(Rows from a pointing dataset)
++++++

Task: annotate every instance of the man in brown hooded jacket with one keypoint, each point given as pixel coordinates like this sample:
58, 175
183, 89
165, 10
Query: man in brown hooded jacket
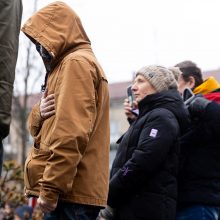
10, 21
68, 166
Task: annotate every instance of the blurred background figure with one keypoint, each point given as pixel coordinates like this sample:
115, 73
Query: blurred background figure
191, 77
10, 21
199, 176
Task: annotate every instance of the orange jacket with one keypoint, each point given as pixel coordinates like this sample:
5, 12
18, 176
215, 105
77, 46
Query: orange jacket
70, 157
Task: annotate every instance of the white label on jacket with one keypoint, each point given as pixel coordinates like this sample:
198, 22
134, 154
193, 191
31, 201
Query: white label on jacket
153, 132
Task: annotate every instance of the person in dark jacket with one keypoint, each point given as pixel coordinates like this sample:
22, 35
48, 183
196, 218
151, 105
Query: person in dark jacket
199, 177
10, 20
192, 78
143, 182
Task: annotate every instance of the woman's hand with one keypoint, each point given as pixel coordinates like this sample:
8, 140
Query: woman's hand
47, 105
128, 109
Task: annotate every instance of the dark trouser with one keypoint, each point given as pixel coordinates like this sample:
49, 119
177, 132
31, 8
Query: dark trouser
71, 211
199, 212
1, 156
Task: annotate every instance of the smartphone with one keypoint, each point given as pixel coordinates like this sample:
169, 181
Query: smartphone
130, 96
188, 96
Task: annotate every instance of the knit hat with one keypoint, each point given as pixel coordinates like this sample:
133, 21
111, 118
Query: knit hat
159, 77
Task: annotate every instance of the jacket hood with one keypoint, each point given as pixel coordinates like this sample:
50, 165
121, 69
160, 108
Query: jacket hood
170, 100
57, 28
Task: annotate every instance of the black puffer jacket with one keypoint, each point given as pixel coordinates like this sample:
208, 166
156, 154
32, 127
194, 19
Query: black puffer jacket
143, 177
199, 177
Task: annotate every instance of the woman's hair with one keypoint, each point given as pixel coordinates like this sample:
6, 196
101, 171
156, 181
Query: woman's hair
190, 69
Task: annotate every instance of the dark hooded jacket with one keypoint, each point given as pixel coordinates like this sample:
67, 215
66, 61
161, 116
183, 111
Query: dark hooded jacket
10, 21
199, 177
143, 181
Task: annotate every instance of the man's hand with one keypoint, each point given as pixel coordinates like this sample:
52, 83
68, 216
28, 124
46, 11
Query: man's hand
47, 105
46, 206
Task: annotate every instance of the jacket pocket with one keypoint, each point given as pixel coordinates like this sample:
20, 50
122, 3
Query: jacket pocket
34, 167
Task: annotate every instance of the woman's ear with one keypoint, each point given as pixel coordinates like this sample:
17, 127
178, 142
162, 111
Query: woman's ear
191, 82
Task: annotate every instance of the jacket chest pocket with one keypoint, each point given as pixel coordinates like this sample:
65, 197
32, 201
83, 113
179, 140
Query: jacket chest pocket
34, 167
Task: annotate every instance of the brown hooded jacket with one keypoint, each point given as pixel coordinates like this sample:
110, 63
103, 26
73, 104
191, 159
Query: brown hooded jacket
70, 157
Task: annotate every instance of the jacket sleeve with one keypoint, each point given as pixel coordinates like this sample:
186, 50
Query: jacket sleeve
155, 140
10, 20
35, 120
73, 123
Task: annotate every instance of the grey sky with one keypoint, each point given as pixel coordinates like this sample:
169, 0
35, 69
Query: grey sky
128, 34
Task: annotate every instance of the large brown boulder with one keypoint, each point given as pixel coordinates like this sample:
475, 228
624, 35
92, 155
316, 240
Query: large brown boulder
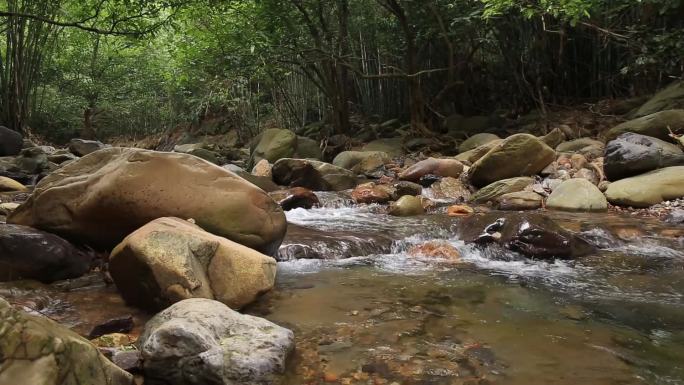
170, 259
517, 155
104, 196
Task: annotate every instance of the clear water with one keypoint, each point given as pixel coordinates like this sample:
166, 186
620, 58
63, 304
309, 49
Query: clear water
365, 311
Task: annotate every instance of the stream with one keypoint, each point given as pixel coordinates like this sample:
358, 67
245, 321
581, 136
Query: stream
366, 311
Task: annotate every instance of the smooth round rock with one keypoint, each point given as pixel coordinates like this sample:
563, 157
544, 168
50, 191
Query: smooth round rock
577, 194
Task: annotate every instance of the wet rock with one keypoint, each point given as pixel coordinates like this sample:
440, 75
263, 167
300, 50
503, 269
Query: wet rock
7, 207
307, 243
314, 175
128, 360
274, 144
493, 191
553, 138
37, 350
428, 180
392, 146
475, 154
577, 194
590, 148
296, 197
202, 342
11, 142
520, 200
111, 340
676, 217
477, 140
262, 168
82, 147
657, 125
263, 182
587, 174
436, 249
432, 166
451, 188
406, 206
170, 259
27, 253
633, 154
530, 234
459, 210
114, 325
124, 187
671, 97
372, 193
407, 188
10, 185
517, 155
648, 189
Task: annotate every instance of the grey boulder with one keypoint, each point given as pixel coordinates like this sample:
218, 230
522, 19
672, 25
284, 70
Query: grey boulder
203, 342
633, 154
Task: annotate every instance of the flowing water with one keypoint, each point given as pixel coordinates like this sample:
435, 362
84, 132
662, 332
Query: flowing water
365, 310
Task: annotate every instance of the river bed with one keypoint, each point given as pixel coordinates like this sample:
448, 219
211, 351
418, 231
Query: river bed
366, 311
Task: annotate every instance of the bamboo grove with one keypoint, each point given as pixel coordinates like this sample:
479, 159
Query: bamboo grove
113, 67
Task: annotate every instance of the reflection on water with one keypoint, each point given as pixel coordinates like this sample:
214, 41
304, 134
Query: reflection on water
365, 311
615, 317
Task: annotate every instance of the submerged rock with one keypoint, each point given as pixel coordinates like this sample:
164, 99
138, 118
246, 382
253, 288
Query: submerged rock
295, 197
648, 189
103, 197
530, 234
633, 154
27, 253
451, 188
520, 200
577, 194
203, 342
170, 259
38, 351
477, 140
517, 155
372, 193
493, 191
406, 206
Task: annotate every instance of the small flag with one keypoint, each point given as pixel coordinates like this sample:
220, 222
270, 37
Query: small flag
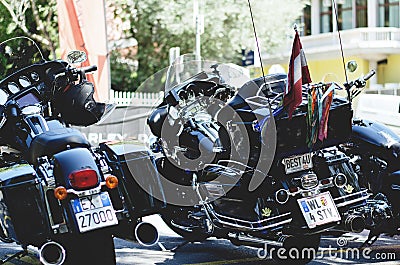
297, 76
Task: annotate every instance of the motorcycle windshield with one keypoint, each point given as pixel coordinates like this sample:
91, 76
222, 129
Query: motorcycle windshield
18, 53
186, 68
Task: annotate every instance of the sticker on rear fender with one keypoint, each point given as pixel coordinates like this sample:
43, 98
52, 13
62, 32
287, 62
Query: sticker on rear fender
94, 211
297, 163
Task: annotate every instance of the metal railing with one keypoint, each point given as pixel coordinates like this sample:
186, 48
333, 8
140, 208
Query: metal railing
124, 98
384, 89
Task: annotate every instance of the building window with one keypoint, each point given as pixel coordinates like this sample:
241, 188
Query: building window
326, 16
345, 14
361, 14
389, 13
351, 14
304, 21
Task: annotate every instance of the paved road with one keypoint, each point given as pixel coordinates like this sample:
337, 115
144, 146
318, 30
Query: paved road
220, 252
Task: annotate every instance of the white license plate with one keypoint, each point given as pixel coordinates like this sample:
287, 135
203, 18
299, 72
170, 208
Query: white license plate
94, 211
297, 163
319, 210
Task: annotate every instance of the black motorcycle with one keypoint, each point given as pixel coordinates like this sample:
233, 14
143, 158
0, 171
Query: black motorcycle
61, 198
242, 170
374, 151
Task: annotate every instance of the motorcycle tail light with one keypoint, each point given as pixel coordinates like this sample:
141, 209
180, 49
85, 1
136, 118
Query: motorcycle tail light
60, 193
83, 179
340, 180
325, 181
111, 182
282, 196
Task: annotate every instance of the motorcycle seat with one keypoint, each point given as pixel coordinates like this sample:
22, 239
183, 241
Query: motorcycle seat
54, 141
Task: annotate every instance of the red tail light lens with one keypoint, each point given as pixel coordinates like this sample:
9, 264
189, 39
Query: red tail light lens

++++++

### Given request
Reproduce all of the items above word for word, leaving the pictures out.

### Result for this exercise
Task: annotate every instance of the man in brown hooded jacket with one keypoint, each point given as pixel coordinates like this sample:
58, 175
183, 89
165, 10
Query: man in brown hooded jacket
10, 21
68, 166
Task: annotate every instance of the blurred background figure with one keypoint, each point given as pixel coordinates like this sample:
115, 73
Query: blurred background figure
191, 77
10, 21
199, 176
Task: annotate every instance of the orange jacket with one keypoint, each point given as pixel coordinates like this sample:
5, 12
18, 176
215, 105
77, 46
Query: orange jacket
70, 157
Task: annotate every instance of the white label on jacket with one keypoint, each point given as pixel coordinates like this sample:
198, 22
134, 154
193, 191
31, 201
Query: white label on jacket
153, 132
Task: annotate every instance of the person in dark jacket with one keypoint, each point given as pixel coordinates like this sample:
22, 35
48, 183
196, 218
151, 105
Query: person in dark jacket
199, 177
10, 20
192, 78
143, 182
Task: annotate every instance of the woman's hand with one keypoint, each point given as pixel coordinates like this sample:
8, 140
Query: woman's hand
47, 105
128, 109
Task: annotate every instance of the dark trouser with one keypoint, each point given as pixel coordinates like this sample:
49, 119
177, 132
31, 8
Query: dark trouser
71, 211
199, 212
1, 156
Task: annotate every instance of the smartphone with one keypoint, each point given as pixel coordinates like this sample:
169, 181
Query: smartphone
130, 96
188, 96
Task: annotate every instance of the knit hat with one keypoint, each point given as pixel coordinates like this sample:
133, 21
111, 118
Query: knit hat
159, 77
Task: annotate every instance of the jacket hood with one keypoint, each point given as pixel coordinates like this sample:
50, 165
121, 69
160, 108
Query: jacket hood
170, 100
57, 28
Task: annotate every instance of the black puffer jacket with one keypoint, each point given as pixel coordinates like this sample:
208, 166
156, 154
32, 127
194, 19
Query: black puffer jacket
143, 177
199, 177
Task: annotate every instance of the woman's hair with one keypoint, each point given as pixel coordinates like this sample:
6, 196
101, 171
156, 181
Query: woman's hair
190, 69
Task: annotate every instance of the dark hooded jacket with one keypoint, each point given as pixel coordinates like this sample:
67, 215
66, 61
161, 116
183, 111
Query: dark hooded jacket
10, 21
199, 177
143, 181
Task: annotate every instance of the man's hand with one keypoint, each point given as pixel coordinates like this sample:
52, 83
68, 216
28, 124
46, 11
Query: man's hand
47, 105
46, 206
Task: annotate every instance of the jacket pocket with one keypoint, each point given as pixel coordinates like this sample:
20, 50
122, 3
Query: jacket pocket
34, 167
Task: annotate every instance of the woman's ear with one keypoint, each point given as pixel coordinates like this sample:
17, 127
178, 142
162, 111
Query: woman's ear
191, 82
Task: annotate every instance of the jacket chest pocket with one keypoint, each point given as pixel coordinates like this sample:
65, 197
32, 201
83, 113
179, 140
Query: jacket chest pocket
34, 167
Task: annotate every instance of the brown hooded jacket with one keypoint, each point given as pixel coordinates like this sample:
110, 63
103, 26
73, 104
191, 159
Query: brown hooded jacket
70, 157
Task: annotate every instance of the jacket sleeve with one keypoint, each point given as pixel coordinates like this sample:
186, 50
Query: jacket sleeve
155, 140
10, 20
35, 120
73, 123
Task: annotate every instance of the grey sky with one keypoint, each point given as pixel coordinates like this sample:
169, 0
35, 69
Query: grey sky
128, 34
Task: annotate every instance of the large brown boulder with one keypoint, each point given as pixel coordinates like this sample:
475, 228
624, 35
92, 155
316, 240
Query: large brown boulder
170, 259
517, 155
104, 196
Task: annotate every instance of the clear water with one keypoint, each point given as pixel coordinates like this sample:
166, 186
620, 58
63, 304
309, 49
Query: clear water
365, 311
Task: annotate every instance of the stream with one keypoint, each point given as pixel coordinates like this sample:
358, 67
245, 321
581, 136
Query: stream
366, 311
Task: annotate every instance of the smooth round rock with one keypoint, each point given as pixel coordinates like this sample:
563, 157
544, 168
50, 191
Query: smooth round rock
577, 194
Task: annotate every instance of the wet rock with one keypoint, each point given as pixel coordinates like this sample:
440, 75
263, 167
300, 50
503, 269
Query: wet rock
7, 207
307, 243
314, 175
128, 360
274, 144
493, 191
553, 138
37, 350
428, 180
392, 146
475, 154
577, 194
590, 148
296, 197
202, 342
11, 142
520, 200
111, 340
676, 217
477, 140
262, 168
82, 147
657, 125
263, 182
587, 174
436, 249
432, 166
451, 188
406, 206
170, 259
27, 253
633, 154
530, 234
459, 210
114, 325
124, 187
671, 97
372, 193
407, 188
10, 185
517, 155
648, 189
Task: annotate every instance of the grey boulder with one keypoint, each point given as pixel coordinates like this sample:
218, 230
522, 19
672, 25
284, 70
Query: grey boulder
203, 342
633, 154
Task: annotate every instance of the flowing water with one keypoint, each point given as pixel coordinates like this sample:
435, 362
84, 132
662, 332
Query: flowing water
365, 310
Task: annotate every instance of the river bed with one keypoint, each point given as pixel coordinates like this sample:
448, 219
211, 351
418, 231
Query: river bed
366, 311
Task: annotate every instance of the bamboo grove with one keypoint, each point given as pixel coordinates like this sample:
479, 159
Query: bamboo grove
113, 67
Task: annotate every instance of the reflection on water with one keypoint, each point given as pixel coordinates like this sample:
214, 41
304, 134
Query: reflection on water
365, 311
615, 317
Task: annotate every instance of the submerged rock with one keypoint, each point given as pixel coordinates like this sample:
164, 99
138, 118
246, 382
253, 288
Query: submerged rock
295, 197
648, 189
103, 197
530, 234
633, 154
27, 253
451, 188
520, 200
577, 194
203, 342
170, 259
38, 351
477, 140
517, 155
372, 193
493, 191
406, 206
Task: annotate every instance of the small flag with one keypoint, each point given as pixel coordinates like this sample:
220, 222
270, 37
Query: small flag
297, 76
Task: annotate every instance of the motorcycle windshield with one keypoint, each point given as pixel coordinates like this sample:
91, 76
222, 129
Query: motorcycle windshield
18, 53
186, 68
Task: annotate every instance of the sticker on rear fender with one keypoint, each point given as pixel coordinates like this sample:
43, 98
52, 13
62, 32
287, 62
Query: sticker on rear fender
94, 211
297, 163
Task: annotate every instance of the metal railing with one keypoint, each point given as pixel coordinates like this sample:
186, 48
333, 8
140, 208
Query: metal railing
124, 98
384, 89
Task: annotate every instance of the building window with one keypoint, each point given as pixel coordinates like this sample:
241, 188
Query: building window
326, 16
345, 14
361, 14
389, 13
351, 14
304, 21
Task: annotate every instance of the paved road with one keypoint, each point given as pixel coordinates like this sample:
337, 115
144, 146
318, 30
Query: paved road
220, 252
Task: annotate every instance of the white license plate with one keypoint, each point given as pixel coordinates like this sample:
287, 135
203, 18
299, 72
170, 208
Query: white license plate
94, 211
297, 163
319, 210
Task: annotate every instance of the black motorcycle with one keypoint, each point given as pixel coordinates like this sample:
233, 14
143, 158
0, 171
Query: black motorcycle
61, 198
242, 170
374, 151
Task: annotate every instance of the motorcycle tail light with one keypoint, each point given as pixel coordinates like this sample:
141, 209
180, 49
85, 1
136, 118
Query: motorcycle tail light
60, 193
83, 179
340, 180
325, 181
111, 182
282, 196
Task: annotate every instance of the motorcycle seat with one keypoint, each point given as pixel coordinates like this sample:
22, 239
183, 241
Query: motorcycle seat
54, 141
Task: annotate every instance of the red tail light lens with one keypoint, each point given as pixel coordinates like this sample:
9, 264
189, 39
Query: red tail light lens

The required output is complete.